---------- Materials provided

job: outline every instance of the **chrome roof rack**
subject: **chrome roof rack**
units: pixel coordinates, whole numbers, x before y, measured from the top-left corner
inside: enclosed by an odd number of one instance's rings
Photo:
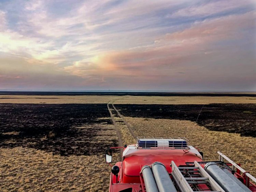
[[[189,149],[188,140],[184,137],[137,137],[139,149]]]

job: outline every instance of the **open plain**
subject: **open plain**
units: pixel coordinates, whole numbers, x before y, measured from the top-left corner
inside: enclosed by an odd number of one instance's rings
[[[158,94],[1,93],[0,191],[107,191],[105,149],[136,136],[185,136],[255,175],[255,94]]]

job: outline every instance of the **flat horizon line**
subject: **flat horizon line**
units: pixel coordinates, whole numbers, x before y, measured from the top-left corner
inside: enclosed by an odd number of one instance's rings
[[[240,92],[256,92],[255,91],[211,91],[211,90],[33,90],[33,89],[0,89],[1,92],[157,92],[157,93],[172,93],[172,92],[188,92],[188,93],[240,93]]]

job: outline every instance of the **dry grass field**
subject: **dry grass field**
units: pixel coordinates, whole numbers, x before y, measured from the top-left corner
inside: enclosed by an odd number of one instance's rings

--------------------

◆ **Set task**
Return all of the rows above verbatim, omitting the pictures.

◆ **In response**
job: outline every instance of the **chrome roof rack**
subject: **chrome roof rack**
units: pixel coordinates, whole numbers, x before y, measured from the top-left corner
inside: enclosed by an odd number of one instance's rings
Photo:
[[[189,149],[188,140],[184,137],[137,137],[139,149]]]

job: outline every instance of the **open plain**
subject: **open plain**
units: pixel coordinates, whole numbers, x before y, measured from the top-left corner
inside: enclosed by an odd number of one instance's rings
[[[158,94],[1,93],[0,191],[107,191],[105,149],[136,136],[185,136],[255,175],[255,94]]]

job: outline every instance of the **flat horizon line**
subject: **flat horizon line**
units: pixel coordinates, whole numbers, x before y, measured from the top-left corner
inside: enclosed by an odd number of one instance's rings
[[[240,92],[256,92],[255,91],[211,91],[211,90],[33,90],[33,89],[0,89],[1,92],[157,92],[157,93],[172,93],[172,92],[188,92],[188,93],[240,93]]]

job: outline every instance of the **dry grass field**
subject: **dry grass field**
units: pixel coordinates, whole numbers, x before y, measured from the top-left corner
inside: enclosed by an odd number of one instance's rings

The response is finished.